# grooming yorkie poo



## sivi

I have a new yorkie poo, about 5 months old and don't know how to begin to groom him. Presently, he looks like a ball of fur. I could use some tips as to how to begin cutting his hair.


----------



## briteday

I usually take any puppies to the groomer a few times so they get used to being handled. Then ask the groomer to show you how to do some things like trim nails. Once you are comfortable with that then you might look into a pair of clippers so you can groom the coat. In the meanwhile try finding a few books at the library or bookstore on grooming and look at the instructions for yorkies and poodles, since I don't know which dog yours is more like.


----------



## Durbkat

briteday pretty much covered it. Now all you have to do is decide wether you want your puppy to look like a yorkie or poodle.


----------



## Graco22

I too agree with Briteday. When an owner tries to groom puppies the first few times at home, I end up having the task of retraining and teaching them when they finally decide they just can't manage them at home anymore for grooming. There are very specific things a pup needs to learn to be safely and properly groomed. Standing!!! VERY important..so many owners teach their dogs to lay in their laps for brushing...NOT a good idea. You cannot get all the parts of the dog thoroughly. Then all the dog wants to do on the table is lay down and roll over...Take the pup to a good groomer for a year or so, then if you still want to groom him at home, you can invest in good clippers, blades, tools, etc. Its going to cost you quite a bit to get equipment that is going to be efficient. I have a Youtube video up of a yorkipoo I do monthly. She is a curly girl, and they like a manageable "puppycut" length with a round face. Here is the link. (its an entire groom, with a few short interuptions from clients checking out, but its broken into 3 segments because of time constraints on youtube.)You can't really see what I am doing in detail, as I only took the videos for some groomers who where interested in the time it took, rather than what I was doing.

LIST OF TASKS:
A - In the yorkie poo grooming thread, rewrite the part starting with "I have a new" and going on through "cutting his hair.", switching "ball of fur" to "bundle of fluff".
B - According to the first post of the yorkie poo grooming thread, how old is the new puppy?
C - Carry on the yorkie poo grooming thread from where it stops.

RAW DATA:
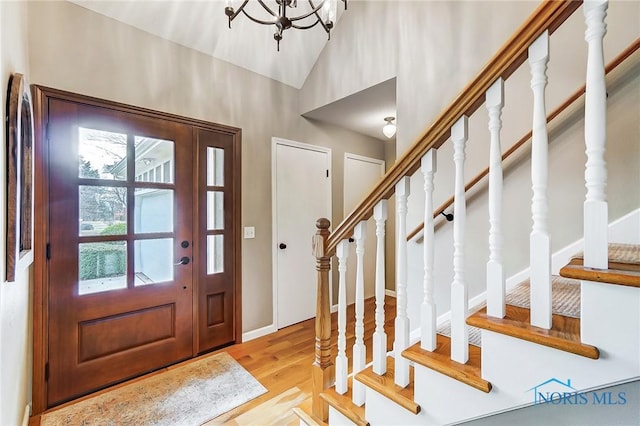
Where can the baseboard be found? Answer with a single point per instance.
(259, 332)
(27, 414)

ANSWERS FOR THE EXERCISE:
A -
I have a new yorkie poo, about 5 months old and don't know how to begin to groom him. Presently, he looks like a bundle of fluff. I could use some tips as to how to begin cutting his hair.

B - About 5 months old.

C -
http://www.youtube.com/watch?v=iGNbIH2x7Mo

If the link doesn't work, just search youtube for Graco2200 and my videos will come up.


----------



## sivi

Thank you.
I am enjoying watching the utube segments and will take your advice.


----------



## Line-of-Fire

I agree with everything said here. Since it has yorkie hair (I'm assuming) then I'd use a stand dryer with a slicker or comb.


----------



## maryannims

I've got two Yorkies. They love being brushed, and I usually manage to do them every two/three days. They hate slicker type brushes, so I use a soft pin brush, and a fine tooth comb. They get bathed approx once a month, and I like to use a good shampoo & conditioner. I don't do much trimming, just around their face, ears & bottoms, and tidy around their feet, clip the toenails etc.


----------



## lottadoghair

I was wondering if you could answer a question....my yorkie poo has hair (fur, whatever) that hangs down over his eyes...like bangs. It seems to me that it needs to be trimmed, so as not to obstruct his vision, but is it supposed to be like that?


----------



## lottadoghair

I hope I uploaded this photo correctly...I'm wondering if I should be trimming my Yorkie-poo's "bangs"? It seems to me it would be aggravating to him, but is it intended to be there?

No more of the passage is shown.